§ Required task
How many lines in the records below contain the string "trace"? Reply with the number alone.

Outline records
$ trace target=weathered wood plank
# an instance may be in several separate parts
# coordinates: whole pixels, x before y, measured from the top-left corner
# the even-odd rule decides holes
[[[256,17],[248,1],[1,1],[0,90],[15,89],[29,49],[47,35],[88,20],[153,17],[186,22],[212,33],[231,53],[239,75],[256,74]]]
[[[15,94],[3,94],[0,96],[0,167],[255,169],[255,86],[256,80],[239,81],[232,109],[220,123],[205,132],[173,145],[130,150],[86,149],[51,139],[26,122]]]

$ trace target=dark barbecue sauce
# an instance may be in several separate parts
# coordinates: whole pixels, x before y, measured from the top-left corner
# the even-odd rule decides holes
--
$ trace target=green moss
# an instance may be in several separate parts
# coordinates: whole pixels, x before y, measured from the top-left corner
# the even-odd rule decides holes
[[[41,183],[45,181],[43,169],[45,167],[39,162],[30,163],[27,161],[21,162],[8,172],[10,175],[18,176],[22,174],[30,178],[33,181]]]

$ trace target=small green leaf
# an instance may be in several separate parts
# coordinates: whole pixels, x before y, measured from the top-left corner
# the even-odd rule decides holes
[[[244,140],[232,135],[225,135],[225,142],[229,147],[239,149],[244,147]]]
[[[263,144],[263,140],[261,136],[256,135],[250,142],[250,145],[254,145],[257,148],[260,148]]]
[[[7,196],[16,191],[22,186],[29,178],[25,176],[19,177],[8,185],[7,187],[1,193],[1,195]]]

§ Reply to the exercise
4